§ **EXERCISE BRIEF**
Out of the entries that follow, copy each line containing "bowl".

***

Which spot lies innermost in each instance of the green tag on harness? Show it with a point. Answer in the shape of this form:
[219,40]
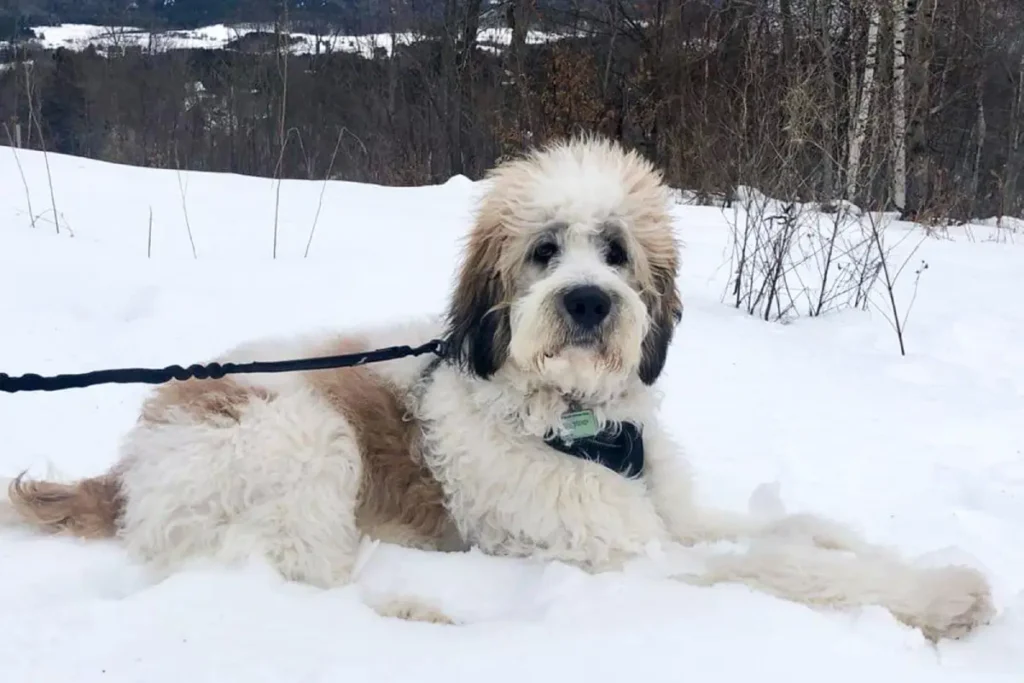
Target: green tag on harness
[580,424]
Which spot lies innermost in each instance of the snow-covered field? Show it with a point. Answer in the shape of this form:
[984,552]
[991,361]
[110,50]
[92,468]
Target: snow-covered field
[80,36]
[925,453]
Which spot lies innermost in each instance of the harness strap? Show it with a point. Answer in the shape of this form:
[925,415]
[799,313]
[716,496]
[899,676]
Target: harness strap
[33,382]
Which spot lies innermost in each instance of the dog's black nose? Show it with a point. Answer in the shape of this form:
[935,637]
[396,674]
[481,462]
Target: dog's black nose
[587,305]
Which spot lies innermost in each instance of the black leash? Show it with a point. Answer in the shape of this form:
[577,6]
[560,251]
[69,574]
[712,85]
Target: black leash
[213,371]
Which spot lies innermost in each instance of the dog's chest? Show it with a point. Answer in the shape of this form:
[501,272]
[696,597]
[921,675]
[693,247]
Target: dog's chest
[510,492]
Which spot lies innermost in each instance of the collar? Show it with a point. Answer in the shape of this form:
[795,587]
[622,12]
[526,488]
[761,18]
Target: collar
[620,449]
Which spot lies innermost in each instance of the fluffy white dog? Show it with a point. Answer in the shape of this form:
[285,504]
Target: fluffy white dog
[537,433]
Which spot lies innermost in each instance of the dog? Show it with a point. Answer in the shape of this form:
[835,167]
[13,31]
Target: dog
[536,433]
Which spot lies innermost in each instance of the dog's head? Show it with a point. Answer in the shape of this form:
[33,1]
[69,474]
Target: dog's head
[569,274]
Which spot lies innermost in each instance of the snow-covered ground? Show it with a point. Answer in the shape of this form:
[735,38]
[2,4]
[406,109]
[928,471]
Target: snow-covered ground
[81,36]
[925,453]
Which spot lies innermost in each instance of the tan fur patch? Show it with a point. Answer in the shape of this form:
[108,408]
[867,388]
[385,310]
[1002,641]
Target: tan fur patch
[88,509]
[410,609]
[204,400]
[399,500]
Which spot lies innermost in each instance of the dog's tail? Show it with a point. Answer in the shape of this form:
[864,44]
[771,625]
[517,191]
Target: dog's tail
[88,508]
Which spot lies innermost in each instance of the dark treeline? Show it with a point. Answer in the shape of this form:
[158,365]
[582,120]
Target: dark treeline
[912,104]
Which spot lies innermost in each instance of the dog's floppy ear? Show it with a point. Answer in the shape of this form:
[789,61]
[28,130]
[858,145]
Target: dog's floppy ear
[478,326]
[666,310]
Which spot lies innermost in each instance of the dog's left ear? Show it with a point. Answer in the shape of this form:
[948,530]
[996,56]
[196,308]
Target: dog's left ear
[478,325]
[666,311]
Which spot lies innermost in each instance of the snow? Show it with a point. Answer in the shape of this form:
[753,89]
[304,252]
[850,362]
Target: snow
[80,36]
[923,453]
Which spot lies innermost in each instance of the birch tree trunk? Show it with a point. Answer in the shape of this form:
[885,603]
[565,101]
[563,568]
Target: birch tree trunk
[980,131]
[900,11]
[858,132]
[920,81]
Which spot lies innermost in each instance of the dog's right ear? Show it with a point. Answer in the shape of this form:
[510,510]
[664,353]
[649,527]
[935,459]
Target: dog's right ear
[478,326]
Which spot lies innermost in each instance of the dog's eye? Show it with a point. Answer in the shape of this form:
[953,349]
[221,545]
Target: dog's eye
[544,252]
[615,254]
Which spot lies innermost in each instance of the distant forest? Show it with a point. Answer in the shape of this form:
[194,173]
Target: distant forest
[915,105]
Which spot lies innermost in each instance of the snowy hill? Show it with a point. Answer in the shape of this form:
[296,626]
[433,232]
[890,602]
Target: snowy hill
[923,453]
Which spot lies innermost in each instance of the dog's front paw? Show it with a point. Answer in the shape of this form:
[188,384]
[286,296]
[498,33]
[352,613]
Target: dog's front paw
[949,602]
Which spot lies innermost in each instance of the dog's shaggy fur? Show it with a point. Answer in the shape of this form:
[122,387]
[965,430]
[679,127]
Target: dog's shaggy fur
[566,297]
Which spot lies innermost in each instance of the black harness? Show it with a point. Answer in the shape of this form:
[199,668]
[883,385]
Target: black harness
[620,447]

***

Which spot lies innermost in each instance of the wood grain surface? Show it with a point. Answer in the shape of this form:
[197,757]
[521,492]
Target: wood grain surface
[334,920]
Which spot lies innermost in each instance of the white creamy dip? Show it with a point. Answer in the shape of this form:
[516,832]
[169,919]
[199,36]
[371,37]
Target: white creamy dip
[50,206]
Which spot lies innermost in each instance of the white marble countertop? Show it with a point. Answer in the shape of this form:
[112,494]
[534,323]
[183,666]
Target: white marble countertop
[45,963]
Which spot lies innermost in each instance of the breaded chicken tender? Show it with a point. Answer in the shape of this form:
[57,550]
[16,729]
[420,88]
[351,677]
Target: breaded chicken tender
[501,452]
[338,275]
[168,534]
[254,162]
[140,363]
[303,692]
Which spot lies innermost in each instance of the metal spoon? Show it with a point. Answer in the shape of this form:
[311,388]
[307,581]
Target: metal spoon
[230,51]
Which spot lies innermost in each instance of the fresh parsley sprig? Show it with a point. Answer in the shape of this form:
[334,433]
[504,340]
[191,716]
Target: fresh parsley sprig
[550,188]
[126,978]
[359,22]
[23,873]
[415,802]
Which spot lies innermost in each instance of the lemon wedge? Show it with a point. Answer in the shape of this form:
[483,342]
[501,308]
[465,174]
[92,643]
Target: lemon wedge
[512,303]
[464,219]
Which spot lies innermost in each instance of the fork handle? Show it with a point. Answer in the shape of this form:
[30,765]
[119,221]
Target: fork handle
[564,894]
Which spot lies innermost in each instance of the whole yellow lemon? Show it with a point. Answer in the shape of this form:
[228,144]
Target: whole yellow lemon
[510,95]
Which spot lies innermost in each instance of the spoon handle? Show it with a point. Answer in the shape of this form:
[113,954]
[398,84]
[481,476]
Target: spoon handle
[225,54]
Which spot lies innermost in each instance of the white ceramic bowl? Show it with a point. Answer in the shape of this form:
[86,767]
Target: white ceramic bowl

***

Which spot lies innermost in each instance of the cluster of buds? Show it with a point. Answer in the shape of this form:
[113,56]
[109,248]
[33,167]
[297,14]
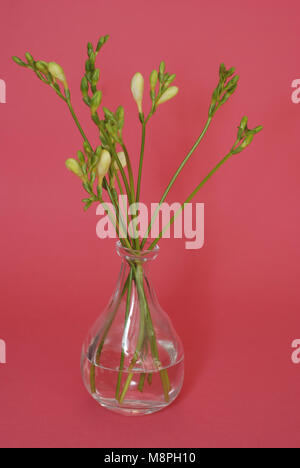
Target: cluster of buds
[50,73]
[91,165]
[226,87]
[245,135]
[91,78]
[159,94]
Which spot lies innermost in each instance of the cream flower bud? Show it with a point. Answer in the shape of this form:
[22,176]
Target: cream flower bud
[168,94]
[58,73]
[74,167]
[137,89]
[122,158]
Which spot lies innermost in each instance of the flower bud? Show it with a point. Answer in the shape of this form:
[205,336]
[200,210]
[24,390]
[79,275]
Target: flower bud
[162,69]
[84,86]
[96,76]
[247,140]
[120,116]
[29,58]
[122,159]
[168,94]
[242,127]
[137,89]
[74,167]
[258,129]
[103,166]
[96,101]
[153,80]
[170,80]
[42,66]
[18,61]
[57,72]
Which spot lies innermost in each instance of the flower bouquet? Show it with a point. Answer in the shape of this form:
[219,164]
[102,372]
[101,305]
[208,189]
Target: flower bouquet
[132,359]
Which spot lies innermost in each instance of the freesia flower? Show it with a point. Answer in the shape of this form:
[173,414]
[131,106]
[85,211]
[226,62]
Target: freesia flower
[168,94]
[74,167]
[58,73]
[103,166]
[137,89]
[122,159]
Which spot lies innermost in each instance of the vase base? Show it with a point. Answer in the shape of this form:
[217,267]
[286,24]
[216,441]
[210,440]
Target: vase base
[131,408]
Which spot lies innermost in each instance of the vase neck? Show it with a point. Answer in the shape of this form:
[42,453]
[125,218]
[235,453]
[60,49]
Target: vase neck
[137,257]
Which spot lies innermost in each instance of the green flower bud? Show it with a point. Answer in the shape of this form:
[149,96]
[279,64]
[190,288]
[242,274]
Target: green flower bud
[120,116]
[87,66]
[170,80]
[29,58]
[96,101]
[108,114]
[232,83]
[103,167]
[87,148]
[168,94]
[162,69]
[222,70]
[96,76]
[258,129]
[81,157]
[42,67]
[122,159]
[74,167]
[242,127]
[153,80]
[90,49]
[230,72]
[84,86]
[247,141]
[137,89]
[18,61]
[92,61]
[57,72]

***

§ **ANSWER BOX**
Which spot lies innermost in each instance of the white ceramic bowl? Show it with a point. Answer in the shape of this form:
Target: white ceramic bowl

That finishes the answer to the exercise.